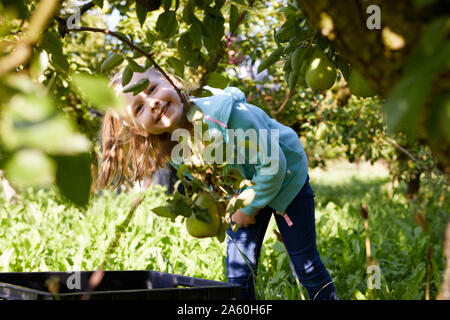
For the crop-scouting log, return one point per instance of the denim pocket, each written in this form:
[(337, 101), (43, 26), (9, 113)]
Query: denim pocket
[(306, 191)]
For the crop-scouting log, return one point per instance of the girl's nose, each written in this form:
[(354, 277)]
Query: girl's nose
[(155, 106)]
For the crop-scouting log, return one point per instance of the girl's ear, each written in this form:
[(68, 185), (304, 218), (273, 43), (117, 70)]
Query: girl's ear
[(139, 132)]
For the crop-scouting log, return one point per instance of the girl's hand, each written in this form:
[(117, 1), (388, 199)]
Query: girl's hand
[(243, 219)]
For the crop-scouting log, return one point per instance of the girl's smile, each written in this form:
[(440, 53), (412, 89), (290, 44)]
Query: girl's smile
[(155, 110)]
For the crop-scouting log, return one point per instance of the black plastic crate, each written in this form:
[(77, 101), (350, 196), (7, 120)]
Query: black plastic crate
[(115, 285)]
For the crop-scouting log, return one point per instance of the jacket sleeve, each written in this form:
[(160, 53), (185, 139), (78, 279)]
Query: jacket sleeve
[(267, 180)]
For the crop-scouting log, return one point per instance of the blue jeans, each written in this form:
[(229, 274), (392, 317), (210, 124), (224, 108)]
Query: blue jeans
[(299, 240)]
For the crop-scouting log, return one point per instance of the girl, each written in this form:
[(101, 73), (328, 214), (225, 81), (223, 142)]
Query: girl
[(137, 141)]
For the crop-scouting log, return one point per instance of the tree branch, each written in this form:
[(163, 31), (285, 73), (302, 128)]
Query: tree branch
[(225, 44), (138, 49)]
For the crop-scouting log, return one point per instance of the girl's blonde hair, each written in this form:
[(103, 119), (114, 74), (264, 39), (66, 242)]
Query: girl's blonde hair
[(127, 154)]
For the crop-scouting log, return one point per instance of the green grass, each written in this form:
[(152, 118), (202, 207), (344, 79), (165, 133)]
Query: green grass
[(42, 233)]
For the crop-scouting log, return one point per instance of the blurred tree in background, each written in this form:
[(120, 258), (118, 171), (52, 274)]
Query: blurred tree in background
[(361, 80)]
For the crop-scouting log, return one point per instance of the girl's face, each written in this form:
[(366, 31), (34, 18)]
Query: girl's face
[(155, 110)]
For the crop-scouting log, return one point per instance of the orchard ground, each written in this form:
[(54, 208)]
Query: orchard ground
[(42, 233)]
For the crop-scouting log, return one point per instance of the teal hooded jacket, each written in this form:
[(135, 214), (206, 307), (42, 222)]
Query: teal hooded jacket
[(281, 173)]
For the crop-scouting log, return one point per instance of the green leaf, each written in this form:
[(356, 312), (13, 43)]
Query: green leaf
[(167, 25), (342, 65), (188, 12), (270, 60), (96, 90), (177, 65), (150, 37), (213, 29), (138, 86), (167, 4), (245, 198), (52, 44), (134, 66), (98, 3), (73, 177), (183, 167), (31, 107), (194, 114), (127, 75), (141, 12), (195, 32), (30, 167), (112, 61), (164, 212), (216, 80), (234, 16)]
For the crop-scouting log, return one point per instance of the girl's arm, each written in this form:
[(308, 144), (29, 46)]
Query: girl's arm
[(267, 182)]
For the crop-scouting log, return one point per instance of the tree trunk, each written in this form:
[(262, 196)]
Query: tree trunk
[(380, 61)]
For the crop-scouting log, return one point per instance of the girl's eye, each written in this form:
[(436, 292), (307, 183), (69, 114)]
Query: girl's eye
[(151, 89), (139, 109)]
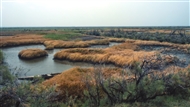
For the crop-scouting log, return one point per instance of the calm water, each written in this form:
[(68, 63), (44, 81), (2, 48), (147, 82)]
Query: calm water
[(37, 66), (41, 65)]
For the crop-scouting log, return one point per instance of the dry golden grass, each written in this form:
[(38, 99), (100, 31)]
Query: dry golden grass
[(66, 44), (72, 80), (74, 44), (116, 39), (32, 53), (182, 47), (21, 40), (120, 55)]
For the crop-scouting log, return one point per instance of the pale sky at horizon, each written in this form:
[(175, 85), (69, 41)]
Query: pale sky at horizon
[(39, 13)]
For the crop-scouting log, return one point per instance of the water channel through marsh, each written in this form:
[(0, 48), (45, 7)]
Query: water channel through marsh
[(47, 65), (43, 65)]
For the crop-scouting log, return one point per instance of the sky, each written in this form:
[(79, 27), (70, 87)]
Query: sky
[(49, 13)]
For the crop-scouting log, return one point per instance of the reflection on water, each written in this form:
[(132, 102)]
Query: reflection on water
[(41, 65), (37, 66)]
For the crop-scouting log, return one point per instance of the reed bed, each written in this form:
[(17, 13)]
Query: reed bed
[(32, 53), (120, 56), (71, 81), (74, 44), (116, 39)]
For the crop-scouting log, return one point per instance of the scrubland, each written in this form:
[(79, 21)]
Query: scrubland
[(139, 77)]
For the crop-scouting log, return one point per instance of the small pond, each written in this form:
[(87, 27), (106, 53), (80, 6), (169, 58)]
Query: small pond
[(43, 65)]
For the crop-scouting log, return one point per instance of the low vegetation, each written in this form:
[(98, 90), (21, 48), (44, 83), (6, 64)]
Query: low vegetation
[(64, 36), (143, 77), (32, 53), (21, 40)]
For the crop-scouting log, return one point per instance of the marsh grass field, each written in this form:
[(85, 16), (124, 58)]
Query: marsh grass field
[(139, 55)]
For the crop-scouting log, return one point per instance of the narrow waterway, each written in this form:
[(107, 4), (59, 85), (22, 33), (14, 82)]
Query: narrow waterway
[(33, 67), (43, 65)]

━━━━━━━━

● Given instruction:
Set down, word for word, the lines from the one holding "the scrubland, each" through the one holding "[(64, 36), (143, 77), (32, 53), (21, 40)]", both included.

● Result below:
For the crop-scouting log, return one point per instance of the scrubland, each written in this form:
[(79, 21)]
Query: scrubland
[(139, 77)]
For the crop-scouting log, return one point per instance of the small pond, each written in this form:
[(87, 27), (106, 53), (80, 6), (169, 58)]
Query: small pond
[(43, 65)]
For the crop-scouting log, return one point per instance of the low vegetation, each written in this form:
[(98, 90), (21, 48), (44, 83), (6, 64)]
Query: low vegetation
[(64, 36), (143, 77), (32, 53), (21, 40)]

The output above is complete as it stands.